* **Texte cité**
......

À Kayar, une commune de la région de Thiès, les femmes productrices de Mbawane et Keur Abdou Ndoye se distinguent par leur transition vers l’agriculture biologique, après des années d’agriculture conventionnelle. Elles ont choisi l’agroécologie pour surmonter la dégradation des sols et améliorer leurs rendements agricoles, tout en répondant aux besoins de leurs familles.
Dans ces deux villages, les femmes ont progressivement abandonné l’utilisation de produits chimiques et de pesticides, optant pour des méthodes de culture respectueuses de l’environnement. Cette démarche a non seulement amélioré la qualité de leurs récoltes, mais a également permis de mieux subvenir aux besoins familiaux et de générer des revenus durables.

......

* **Extraits de données**
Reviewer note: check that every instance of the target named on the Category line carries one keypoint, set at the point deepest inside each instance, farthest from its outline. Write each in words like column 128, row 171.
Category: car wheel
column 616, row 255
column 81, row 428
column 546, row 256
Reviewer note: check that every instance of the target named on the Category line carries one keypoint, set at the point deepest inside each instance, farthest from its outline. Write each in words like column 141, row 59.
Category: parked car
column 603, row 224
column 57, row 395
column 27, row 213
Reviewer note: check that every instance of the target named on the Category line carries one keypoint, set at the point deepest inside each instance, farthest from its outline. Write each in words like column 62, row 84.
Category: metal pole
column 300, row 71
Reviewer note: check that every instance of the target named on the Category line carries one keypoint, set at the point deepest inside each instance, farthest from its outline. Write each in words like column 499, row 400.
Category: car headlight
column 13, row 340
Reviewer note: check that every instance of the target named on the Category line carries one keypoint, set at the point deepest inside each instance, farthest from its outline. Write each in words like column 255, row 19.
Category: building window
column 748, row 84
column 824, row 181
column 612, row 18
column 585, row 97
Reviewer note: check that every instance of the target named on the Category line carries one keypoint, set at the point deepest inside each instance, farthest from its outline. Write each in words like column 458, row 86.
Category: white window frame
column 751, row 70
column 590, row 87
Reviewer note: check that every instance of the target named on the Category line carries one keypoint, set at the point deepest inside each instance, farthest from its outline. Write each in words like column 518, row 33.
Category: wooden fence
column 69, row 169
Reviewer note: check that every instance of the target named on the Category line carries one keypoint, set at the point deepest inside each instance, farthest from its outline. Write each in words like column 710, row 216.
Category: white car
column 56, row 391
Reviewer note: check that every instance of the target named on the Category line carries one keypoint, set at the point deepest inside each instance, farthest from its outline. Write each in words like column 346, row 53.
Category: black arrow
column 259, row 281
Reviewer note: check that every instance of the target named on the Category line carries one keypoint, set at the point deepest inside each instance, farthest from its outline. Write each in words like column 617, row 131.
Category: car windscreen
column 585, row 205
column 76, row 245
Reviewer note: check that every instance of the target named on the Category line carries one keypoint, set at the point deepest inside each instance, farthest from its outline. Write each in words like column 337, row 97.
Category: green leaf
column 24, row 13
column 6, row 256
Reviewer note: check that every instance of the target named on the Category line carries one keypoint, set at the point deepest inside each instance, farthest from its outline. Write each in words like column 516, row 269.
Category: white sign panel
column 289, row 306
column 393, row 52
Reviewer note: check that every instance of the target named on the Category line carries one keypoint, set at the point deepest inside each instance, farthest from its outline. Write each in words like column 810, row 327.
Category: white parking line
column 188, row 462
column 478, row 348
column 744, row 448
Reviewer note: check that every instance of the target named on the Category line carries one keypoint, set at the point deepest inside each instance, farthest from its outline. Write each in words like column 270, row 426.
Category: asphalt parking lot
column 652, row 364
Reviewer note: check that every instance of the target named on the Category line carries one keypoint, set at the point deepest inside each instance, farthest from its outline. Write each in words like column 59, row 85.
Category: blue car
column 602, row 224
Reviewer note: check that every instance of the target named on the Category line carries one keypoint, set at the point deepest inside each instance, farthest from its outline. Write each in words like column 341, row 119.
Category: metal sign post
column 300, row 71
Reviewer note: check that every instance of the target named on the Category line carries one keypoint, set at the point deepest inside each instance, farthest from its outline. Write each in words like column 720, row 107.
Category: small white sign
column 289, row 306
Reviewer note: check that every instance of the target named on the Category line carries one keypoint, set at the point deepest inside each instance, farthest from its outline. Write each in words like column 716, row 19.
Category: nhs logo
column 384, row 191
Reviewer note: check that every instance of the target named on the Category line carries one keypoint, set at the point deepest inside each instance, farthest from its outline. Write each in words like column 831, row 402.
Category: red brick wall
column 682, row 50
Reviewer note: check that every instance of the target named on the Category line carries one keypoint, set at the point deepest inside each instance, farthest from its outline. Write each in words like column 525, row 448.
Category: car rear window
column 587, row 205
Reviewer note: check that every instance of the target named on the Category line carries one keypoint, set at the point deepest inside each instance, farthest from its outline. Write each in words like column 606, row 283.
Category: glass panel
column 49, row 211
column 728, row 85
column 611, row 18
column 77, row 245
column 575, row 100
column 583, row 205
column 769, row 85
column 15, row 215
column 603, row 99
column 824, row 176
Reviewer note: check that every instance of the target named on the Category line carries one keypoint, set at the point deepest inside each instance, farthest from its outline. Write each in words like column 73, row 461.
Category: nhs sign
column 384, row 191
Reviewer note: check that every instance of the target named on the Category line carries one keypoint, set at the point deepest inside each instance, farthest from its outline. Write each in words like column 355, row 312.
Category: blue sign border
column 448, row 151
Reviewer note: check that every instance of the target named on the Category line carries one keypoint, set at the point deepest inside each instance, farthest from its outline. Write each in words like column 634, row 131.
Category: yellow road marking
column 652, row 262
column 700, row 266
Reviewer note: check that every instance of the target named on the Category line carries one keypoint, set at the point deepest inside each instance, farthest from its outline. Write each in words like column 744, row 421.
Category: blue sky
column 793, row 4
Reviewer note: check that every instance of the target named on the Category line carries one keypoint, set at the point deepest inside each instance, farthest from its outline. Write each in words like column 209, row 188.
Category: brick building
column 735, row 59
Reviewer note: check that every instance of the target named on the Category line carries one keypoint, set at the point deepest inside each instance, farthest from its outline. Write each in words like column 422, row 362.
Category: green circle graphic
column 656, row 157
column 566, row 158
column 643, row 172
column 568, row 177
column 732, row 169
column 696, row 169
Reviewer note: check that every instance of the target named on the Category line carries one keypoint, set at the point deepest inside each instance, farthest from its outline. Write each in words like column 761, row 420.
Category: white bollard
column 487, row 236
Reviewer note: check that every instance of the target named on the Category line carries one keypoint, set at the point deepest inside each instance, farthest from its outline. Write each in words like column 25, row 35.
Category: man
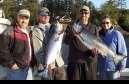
column 41, row 35
column 3, row 25
column 15, row 48
column 82, row 62
column 115, row 41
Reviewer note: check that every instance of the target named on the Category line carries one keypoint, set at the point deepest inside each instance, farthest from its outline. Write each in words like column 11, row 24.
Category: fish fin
column 44, row 74
column 103, row 55
column 57, row 39
column 118, row 58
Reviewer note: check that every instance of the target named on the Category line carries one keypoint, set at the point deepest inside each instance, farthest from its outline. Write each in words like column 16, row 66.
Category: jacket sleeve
column 6, row 57
column 122, row 50
column 38, row 44
column 68, row 38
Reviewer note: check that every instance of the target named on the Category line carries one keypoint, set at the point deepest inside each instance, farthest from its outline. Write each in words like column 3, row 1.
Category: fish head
column 77, row 27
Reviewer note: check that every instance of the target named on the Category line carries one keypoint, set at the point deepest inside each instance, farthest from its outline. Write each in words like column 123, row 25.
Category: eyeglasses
column 45, row 14
column 105, row 23
column 84, row 13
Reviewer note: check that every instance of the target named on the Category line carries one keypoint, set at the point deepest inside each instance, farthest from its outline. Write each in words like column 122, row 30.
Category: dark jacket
column 14, row 48
column 77, row 51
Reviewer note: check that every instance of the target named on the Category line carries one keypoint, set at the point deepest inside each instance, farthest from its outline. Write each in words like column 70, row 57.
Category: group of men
column 22, row 48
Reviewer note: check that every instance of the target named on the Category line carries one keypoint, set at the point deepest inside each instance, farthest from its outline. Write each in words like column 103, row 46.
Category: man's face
column 23, row 21
column 106, row 23
column 84, row 15
column 44, row 18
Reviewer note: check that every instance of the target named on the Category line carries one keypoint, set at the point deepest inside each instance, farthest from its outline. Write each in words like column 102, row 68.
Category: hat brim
column 24, row 15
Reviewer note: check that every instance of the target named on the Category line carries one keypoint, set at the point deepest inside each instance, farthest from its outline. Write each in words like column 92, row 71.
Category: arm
column 6, row 57
column 68, row 34
column 122, row 50
column 38, row 44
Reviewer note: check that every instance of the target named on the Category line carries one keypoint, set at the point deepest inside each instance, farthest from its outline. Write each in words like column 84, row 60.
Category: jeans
column 109, row 75
column 19, row 74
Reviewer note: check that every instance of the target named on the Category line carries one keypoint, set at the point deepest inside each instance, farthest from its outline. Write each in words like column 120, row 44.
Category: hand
column 14, row 67
column 95, row 51
column 50, row 65
column 120, row 70
column 74, row 32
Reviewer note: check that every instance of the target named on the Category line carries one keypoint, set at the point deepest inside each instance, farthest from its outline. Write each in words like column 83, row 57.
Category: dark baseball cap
column 43, row 10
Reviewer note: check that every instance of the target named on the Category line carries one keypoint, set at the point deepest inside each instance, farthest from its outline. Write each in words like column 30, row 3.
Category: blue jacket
column 115, row 41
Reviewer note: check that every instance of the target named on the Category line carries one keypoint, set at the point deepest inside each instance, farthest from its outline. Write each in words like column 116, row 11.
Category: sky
column 97, row 3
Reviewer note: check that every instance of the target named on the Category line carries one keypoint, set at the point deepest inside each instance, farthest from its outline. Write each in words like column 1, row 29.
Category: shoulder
column 8, row 30
column 92, row 25
column 118, row 34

......

* **Objectif de la tâche**
Selon le texte sur les productrices de Kayar, pour quelles raisons les femmes de Mbawane et Keur Abdou Ndoye ont-elles choisi l'agroécologie ?

* **Résultat de la tâche**
Pour surmonter la dégradation des sols et améliorer leurs rendements agricoles, tout en répondant aux besoins de leurs familles.